(Aim of the exercise): Nothing but the lines from the line with "wall, it would be much appreciated." through the end of the data is to be copied, and each is to be copied exactly.

[Extracted records]

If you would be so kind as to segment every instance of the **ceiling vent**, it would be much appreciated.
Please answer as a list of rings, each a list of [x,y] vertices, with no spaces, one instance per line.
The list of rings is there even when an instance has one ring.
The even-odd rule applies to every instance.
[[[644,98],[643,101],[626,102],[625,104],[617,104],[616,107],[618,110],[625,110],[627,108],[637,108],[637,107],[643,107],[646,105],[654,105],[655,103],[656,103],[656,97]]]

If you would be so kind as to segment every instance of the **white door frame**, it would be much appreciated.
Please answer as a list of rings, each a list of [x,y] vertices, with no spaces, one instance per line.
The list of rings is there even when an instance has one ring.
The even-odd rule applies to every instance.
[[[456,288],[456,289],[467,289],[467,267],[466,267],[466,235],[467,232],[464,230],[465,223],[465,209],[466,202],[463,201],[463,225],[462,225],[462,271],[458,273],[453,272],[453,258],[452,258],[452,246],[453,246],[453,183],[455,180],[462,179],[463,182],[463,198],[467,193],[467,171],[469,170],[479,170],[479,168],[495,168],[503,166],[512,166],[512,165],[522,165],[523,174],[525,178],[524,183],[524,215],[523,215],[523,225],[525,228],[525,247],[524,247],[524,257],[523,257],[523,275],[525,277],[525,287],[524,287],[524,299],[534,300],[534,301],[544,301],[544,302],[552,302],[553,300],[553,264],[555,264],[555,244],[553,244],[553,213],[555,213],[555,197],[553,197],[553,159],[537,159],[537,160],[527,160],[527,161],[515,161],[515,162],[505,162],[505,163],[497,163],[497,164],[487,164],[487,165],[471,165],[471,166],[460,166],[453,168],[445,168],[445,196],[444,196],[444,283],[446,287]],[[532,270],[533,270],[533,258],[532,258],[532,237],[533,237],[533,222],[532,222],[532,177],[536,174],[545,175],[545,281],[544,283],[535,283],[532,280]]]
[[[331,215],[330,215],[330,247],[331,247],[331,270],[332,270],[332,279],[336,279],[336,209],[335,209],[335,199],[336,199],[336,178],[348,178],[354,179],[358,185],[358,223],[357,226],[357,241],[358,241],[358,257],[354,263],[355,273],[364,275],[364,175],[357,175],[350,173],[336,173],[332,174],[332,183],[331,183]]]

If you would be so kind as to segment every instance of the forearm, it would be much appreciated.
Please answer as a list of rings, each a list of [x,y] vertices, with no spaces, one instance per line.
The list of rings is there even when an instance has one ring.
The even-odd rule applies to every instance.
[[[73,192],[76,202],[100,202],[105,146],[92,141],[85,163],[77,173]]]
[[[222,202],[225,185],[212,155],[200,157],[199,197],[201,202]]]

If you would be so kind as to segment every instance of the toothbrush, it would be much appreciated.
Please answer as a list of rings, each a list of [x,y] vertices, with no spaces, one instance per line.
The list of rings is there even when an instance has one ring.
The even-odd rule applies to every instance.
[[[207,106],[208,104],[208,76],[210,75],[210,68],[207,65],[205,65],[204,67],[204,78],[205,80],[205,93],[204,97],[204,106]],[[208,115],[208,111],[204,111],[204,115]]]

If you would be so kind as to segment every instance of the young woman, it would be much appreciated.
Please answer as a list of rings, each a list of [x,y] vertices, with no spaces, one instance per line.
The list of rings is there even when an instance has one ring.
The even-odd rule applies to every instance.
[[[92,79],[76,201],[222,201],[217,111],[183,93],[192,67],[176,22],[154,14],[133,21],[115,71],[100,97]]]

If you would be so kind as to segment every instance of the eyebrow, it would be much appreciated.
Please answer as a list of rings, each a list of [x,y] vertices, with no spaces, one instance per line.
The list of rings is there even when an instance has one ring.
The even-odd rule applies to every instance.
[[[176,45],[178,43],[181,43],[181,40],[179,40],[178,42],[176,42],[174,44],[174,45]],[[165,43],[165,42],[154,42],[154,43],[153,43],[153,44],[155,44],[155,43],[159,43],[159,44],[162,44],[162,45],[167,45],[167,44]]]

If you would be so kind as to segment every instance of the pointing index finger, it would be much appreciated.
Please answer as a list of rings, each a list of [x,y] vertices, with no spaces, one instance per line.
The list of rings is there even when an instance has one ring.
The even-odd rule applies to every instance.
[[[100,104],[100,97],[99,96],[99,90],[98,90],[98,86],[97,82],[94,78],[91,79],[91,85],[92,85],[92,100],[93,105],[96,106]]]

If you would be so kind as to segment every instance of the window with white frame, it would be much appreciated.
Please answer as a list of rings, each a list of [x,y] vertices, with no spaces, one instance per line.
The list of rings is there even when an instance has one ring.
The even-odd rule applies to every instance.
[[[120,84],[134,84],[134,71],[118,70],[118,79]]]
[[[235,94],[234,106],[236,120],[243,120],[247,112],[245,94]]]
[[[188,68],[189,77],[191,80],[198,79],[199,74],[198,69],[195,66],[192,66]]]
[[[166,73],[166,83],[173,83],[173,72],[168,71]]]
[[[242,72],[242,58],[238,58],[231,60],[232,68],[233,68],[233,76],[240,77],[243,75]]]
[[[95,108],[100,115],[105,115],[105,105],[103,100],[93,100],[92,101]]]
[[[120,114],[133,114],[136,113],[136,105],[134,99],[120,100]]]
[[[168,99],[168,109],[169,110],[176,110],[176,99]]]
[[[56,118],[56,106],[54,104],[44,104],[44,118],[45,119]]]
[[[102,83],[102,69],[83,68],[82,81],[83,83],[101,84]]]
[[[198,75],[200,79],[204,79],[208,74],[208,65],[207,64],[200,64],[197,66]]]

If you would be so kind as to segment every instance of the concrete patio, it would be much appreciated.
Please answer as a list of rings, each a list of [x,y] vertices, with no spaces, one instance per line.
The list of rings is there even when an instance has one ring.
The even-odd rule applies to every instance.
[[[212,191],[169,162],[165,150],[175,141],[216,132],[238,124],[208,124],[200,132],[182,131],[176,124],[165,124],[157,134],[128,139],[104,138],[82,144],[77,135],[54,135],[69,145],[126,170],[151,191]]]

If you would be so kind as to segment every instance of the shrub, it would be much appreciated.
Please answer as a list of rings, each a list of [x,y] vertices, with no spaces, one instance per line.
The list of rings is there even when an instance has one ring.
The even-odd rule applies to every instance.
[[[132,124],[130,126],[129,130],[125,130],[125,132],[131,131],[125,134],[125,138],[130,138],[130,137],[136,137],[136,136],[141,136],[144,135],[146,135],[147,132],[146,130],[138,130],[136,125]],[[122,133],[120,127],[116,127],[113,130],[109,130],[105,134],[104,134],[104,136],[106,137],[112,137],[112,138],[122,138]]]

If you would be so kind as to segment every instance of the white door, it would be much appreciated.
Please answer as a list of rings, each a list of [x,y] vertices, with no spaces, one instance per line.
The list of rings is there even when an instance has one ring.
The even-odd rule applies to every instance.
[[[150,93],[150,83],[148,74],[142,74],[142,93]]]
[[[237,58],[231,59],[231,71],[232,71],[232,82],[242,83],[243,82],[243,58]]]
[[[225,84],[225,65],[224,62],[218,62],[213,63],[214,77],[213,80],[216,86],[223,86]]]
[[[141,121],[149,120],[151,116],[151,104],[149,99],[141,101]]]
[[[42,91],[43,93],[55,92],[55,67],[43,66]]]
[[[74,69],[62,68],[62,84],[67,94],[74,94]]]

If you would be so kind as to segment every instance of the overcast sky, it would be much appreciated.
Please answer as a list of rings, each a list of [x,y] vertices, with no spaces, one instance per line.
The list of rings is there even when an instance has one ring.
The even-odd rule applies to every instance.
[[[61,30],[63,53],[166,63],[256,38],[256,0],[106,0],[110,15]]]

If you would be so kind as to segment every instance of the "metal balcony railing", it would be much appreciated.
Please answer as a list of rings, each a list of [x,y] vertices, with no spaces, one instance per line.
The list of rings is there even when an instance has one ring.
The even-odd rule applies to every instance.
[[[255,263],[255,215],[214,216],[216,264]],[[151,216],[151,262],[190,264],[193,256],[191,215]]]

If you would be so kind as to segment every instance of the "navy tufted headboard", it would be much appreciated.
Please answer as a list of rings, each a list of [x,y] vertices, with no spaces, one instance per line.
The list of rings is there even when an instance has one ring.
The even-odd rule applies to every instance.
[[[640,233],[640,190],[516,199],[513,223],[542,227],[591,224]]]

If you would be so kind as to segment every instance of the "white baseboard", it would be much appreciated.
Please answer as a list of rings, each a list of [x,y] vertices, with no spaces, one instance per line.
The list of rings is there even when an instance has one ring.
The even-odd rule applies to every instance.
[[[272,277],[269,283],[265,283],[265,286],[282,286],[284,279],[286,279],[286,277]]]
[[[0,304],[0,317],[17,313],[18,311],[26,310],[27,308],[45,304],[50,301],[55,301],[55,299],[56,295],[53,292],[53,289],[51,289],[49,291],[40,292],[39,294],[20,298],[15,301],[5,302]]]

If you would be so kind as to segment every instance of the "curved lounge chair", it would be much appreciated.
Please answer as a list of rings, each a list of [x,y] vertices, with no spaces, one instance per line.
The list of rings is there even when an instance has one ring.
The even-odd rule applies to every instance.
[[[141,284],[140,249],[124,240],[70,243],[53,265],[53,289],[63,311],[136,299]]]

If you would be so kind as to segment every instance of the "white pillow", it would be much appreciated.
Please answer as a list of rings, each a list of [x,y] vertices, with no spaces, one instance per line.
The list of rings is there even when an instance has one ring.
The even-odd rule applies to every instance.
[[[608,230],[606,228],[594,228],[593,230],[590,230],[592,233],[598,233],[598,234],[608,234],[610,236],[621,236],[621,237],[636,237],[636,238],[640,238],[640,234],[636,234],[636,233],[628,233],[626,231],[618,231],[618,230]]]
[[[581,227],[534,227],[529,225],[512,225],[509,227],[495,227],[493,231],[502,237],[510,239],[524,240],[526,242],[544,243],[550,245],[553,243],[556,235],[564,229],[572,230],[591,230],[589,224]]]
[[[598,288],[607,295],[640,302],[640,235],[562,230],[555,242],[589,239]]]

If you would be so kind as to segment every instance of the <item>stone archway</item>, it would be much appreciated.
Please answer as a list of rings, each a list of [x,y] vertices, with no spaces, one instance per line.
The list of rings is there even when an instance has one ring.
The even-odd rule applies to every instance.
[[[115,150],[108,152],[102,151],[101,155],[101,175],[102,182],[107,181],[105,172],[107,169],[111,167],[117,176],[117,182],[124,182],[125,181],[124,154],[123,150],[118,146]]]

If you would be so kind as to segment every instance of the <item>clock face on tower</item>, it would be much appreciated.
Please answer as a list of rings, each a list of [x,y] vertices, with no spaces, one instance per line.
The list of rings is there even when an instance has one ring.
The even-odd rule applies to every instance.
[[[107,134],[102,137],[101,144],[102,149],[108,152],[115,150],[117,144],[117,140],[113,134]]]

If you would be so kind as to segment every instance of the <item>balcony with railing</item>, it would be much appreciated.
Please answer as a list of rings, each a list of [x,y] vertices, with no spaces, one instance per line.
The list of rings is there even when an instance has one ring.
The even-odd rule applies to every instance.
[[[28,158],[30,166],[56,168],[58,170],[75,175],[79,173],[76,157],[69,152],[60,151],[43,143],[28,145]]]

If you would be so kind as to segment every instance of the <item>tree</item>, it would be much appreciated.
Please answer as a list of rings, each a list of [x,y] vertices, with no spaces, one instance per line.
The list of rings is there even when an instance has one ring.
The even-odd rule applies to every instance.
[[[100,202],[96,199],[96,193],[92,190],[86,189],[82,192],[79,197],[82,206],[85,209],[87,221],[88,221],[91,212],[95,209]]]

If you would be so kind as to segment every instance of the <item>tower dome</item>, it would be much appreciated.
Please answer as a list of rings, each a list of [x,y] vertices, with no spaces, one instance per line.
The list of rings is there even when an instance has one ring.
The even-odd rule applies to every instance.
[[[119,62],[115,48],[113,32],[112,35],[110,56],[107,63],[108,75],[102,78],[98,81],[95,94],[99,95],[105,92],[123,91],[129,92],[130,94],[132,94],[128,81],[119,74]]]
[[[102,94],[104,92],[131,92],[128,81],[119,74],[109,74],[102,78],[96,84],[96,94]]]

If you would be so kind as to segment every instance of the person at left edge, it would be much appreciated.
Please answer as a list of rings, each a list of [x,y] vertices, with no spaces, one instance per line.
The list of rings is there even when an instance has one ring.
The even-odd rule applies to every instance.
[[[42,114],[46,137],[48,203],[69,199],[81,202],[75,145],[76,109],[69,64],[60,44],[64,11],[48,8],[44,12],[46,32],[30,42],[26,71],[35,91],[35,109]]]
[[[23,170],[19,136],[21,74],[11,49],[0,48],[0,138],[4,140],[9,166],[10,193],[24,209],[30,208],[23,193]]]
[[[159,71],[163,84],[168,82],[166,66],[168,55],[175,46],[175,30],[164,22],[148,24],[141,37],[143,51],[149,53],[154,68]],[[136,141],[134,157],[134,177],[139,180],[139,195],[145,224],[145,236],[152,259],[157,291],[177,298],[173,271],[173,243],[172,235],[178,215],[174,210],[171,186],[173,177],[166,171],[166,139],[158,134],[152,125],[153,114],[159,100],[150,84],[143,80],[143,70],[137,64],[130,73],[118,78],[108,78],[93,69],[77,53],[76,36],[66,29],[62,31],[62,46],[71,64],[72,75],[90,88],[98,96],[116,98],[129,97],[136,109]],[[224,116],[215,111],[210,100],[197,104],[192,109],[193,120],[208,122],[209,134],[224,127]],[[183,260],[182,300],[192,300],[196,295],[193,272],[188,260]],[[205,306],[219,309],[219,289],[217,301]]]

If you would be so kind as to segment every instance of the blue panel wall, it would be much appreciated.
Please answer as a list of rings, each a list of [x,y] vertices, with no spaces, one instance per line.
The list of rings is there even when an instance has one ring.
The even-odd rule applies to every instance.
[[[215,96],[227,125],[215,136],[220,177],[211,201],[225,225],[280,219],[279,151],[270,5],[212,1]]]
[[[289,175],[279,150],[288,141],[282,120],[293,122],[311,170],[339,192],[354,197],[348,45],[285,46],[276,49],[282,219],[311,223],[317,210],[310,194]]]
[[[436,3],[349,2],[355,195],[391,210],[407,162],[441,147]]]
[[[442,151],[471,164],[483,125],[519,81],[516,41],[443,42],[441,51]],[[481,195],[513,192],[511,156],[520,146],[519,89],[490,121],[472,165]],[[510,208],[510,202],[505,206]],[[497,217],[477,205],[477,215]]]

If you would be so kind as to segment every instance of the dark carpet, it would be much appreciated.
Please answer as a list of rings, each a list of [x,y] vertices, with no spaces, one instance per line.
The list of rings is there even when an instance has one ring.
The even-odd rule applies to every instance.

(Exercise result):
If you would be so kind as to segment every instance of the blue panel wall, it would be much appreciated.
Please answer as a list of rings, each a list of [x,y] vertices, with no spaces, one instance per line.
The list of rings is there even when an instance has one ring.
The even-odd rule applies to every instance.
[[[215,96],[227,125],[215,136],[220,177],[211,201],[225,225],[280,219],[279,151],[270,5],[212,1]]]
[[[289,175],[279,150],[288,141],[282,120],[293,122],[311,170],[339,192],[354,197],[348,45],[285,46],[276,49],[282,219],[311,223],[317,210],[310,194]]]
[[[436,3],[349,2],[355,195],[391,210],[407,162],[441,147]]]
[[[442,151],[471,164],[483,125],[519,81],[516,41],[443,42],[441,51]],[[481,195],[513,192],[511,156],[520,146],[519,89],[490,121],[472,165]],[[510,208],[510,202],[505,206]],[[497,217],[477,205],[477,215]]]

If you would be so kind as to segment every instance of the dark carpet, it would be much appreciated.
Please answer as a list of rings, each a list of [x,y] vertices, with no spaces, one instance per line.
The list of rings is there even when an instance has one ring.
The even-odd rule applies to every instance.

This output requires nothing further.